#### Raw records
————

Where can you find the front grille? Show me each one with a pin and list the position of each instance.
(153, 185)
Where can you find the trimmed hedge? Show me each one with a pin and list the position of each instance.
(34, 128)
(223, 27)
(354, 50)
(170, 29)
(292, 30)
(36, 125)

————

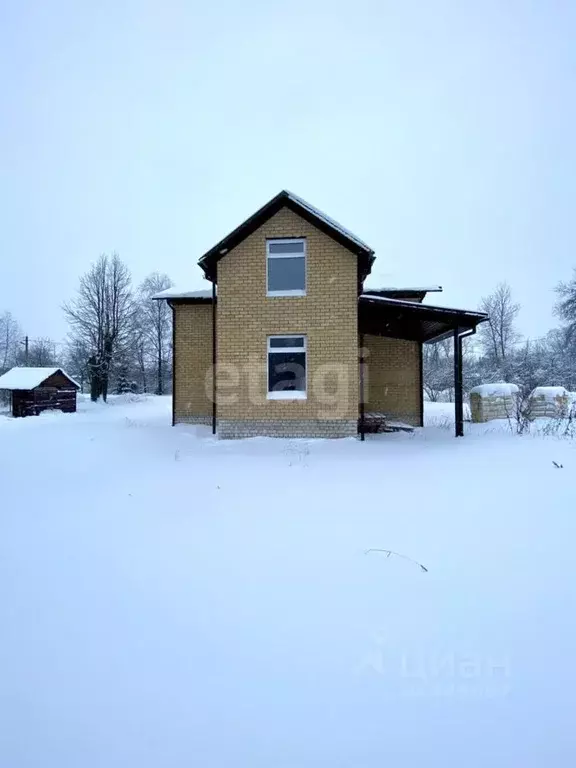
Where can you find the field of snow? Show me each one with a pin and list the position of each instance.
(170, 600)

————

#### Exercise aim
Show every line of the material that contains the word "instance", matching case exactly.

#### Written answer
Where can you find the front grille? Show me each one with a pin and list the position of each instance.
Where can you find the trimmed hedge? Show me each one with a pin and list the position of each instance.
Where can you find the field of snow? Show me each one with a pin and list the position of each instance.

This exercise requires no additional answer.